## What needs to be done
Copy the passage on complement in lupus between "During active lupus" and "in various organs.", inclusive, and swap every "flares" for "episodes".

## Given passage
The Role of Complement in Lupus

As described in this overview, the classical pathway has four primary functions, and each of them are activated by different molecules. The pathway is triggered when the C1 complex binds to the Fc section of an antibody that is attached to an antigen on the surface of a pathogen. This activation leads to the cleavage of complement proteins, eventually forming C3 convertase, which is a complex containing C4 and C2. The C3 convertase then produces C3a and C3b. C3b is responsible for binding to the surface of a pathogen to allow for opsonization to occur with the aid of phagocytes

C3a can also be used in combination with C5a to create anaphylatoxins. These cause inflammation and activate mast cells, as well as attracting neutrophils (also known as PMNs) to the infection site. The complex of C5b and proteins C6, C7, C8, and C9 assemble to create the membrane-attack complex (MAC). This complex causes lysis of many different types of microbes and is most effective against extracellular bacteria. The classical pathway is thus especially effective against extracellular pathogens, such as bacteria in the bloodstream that have been marked with antibodies for destruction..

Systemic Lupus Erythematosus (SLE) is a chronic autoimmune disease in which the immune system produces antibodies against itself, causing inflammation and tissue injury. Abnormalities in the classical complement pathway cause both the development and progression of SLE. Individuals who are deficient in early complement components, like C1q or C4, are more likely to develop Lupus due to impaired elimination of apoptotic cells and immune complexes as they form. This error allows the self-attacking antigens to proliferate and stimulate the production of autoantibodies. These complement deficiencies diminish tolerance, which causes the autoimmune inflammation characteristic of lupus.

During active lupus flares, the same complement system that normally protects the body creates inflammation and damages the organs. Overactivation leads to the formation of abnormal complement products such as iC3b, C3dg, and C4d, which mark immune activation and can be accurately scaled with disease severity. These products promote vascular inflammation, thrombosis, and can damage organs such as the kidneys, joints, and central nervous system. The MAC also forms on host tissues, causing tissue damage through lysis and prolonged inflammation. Through these pathways, complement proteins can cause both the start of SLE by an error in normal production, and their overactivation fuels ongoing cell damage throughout the nervous system and in various organs.

## Given data
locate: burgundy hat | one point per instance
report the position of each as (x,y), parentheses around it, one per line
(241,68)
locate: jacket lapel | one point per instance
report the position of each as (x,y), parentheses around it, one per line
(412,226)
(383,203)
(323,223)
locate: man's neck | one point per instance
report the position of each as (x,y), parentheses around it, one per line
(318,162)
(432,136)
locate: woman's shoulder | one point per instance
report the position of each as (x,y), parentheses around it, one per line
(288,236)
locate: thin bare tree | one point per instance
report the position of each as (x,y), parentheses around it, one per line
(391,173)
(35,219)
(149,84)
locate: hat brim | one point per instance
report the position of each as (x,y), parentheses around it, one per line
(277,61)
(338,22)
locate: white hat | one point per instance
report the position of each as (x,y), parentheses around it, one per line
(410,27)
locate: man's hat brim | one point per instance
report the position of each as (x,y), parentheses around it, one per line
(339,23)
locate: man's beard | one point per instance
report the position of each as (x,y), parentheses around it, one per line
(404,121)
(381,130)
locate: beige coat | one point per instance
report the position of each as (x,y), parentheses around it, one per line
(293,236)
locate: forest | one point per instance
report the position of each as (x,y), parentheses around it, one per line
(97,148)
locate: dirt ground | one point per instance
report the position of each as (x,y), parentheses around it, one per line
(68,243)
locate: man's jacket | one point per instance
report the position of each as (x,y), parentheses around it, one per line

## Answer space
During active lupus episodes, the same complement system that normally protects the body creates inflammation and damages the organs. Overactivation leads to the formation of abnormal complement products such as iC3b, C3dg, and C4d, which mark immune activation and can be accurately scaled with disease severity. These products promote vascular inflammation, thrombosis, and can damage organs such as the kidneys, joints, and central nervous system. The MAC also forms on host tissues, causing tissue damage through lysis and prolonged inflammation. Through these pathways, complement proteins can cause both the start of SLE by an error in normal production, and their overactivation fuels ongoing cell damage throughout the nervous system and in various organs.